## RECORDS FOR PROCESSING
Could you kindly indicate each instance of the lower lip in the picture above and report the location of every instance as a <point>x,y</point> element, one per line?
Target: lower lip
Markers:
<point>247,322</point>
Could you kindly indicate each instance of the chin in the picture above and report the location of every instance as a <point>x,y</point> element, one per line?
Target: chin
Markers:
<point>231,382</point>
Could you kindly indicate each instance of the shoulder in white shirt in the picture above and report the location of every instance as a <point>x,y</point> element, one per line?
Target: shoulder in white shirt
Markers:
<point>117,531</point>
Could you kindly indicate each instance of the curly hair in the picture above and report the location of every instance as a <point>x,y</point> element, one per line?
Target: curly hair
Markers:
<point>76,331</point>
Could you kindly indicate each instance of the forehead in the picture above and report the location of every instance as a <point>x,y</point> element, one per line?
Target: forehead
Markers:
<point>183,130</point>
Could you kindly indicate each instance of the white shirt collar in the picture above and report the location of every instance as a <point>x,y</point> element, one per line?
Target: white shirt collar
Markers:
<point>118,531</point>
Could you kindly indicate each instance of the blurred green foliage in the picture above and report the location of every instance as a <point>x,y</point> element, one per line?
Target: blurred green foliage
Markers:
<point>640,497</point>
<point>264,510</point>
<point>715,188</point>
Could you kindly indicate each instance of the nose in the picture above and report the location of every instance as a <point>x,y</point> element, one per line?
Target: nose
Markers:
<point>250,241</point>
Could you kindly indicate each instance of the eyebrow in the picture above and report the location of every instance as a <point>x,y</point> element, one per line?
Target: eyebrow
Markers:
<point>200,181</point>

## INSTRUCTIONS FOR THE TASK
State how many lines of the entries above include the word "blurred", offering no text other than the number.

## ANSWER AREA
2